SOURCE TEXT
>> begin

The film will be most memorable for the rough and dirty war scenes, the sporadic family outbursts, and the scenes on Tralfamadore. Parts of it drag a little, but there's enough interesting scenes to pull the film together and maintain interest, especially for fans of sci-fi, war movies, or bizarre cinema in general.
I have no idea how close of an adaptation this movie is to the book, but on its own merits, the film does an interesting job of using its random narrative structure to show the character at the different phases of his life; really, it shows somewhere between three to five different narrative strings at once. Some scenes run into each other, with characters in one timeline finishing off dialogue from another, or scenes mirroring each other so that they're intercut together. It makes the film run as one long and smooth stream of consciousness, while exploring the character's life, memories, and psyche in full. In a way, you probably could interpret this whole film as the memories, memoirs, and dreams of a man who's either mentally insane or dead.
If there's anything to complain about, it's just the sheer randomness of the story, for even with its constant focus on the main character, it never settles on any specific plot structure or tangible form.
The film has quality photography and really excellent editing. Acting is a bit over-the-top, but it gets the job done really well, and the writing is not bad. This production has fine-looking sets, props, and costumes. Music is not bad either.
For bringing a literary classic to life, the film is worthwhile seeing. As random and strange as it is, I'd recommended some caution: rent it and see what you think for yourself.

>> end

INFORMATION SHOWN
>> begin

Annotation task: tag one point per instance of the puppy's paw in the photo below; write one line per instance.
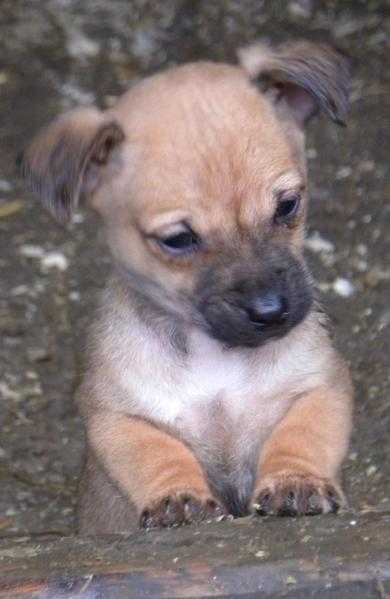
(181, 508)
(293, 494)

>> end

WORK INSTRUCTIONS
A) From the film review, reproduce the stretch from "The film has" through "think for yourself." word for word.
B) List the kinds of film whose fans, according to the film review, would find enough to keep their interest.

TASK-BY-TASK OUTPUTS
A)
The film has quality photography and really excellent editing. Acting is a bit over-the-top, but it gets the job done really well, and the writing is not bad. This production has fine-looking sets, props, and costumes. Music is not bad either.
For bringing a literary classic to life, the film is worthwhile seeing. As random and strange as it is, I'd recommended some caution: rent it and see what you think for yourself.

B)
sci-fi
war movies
bizarre cinema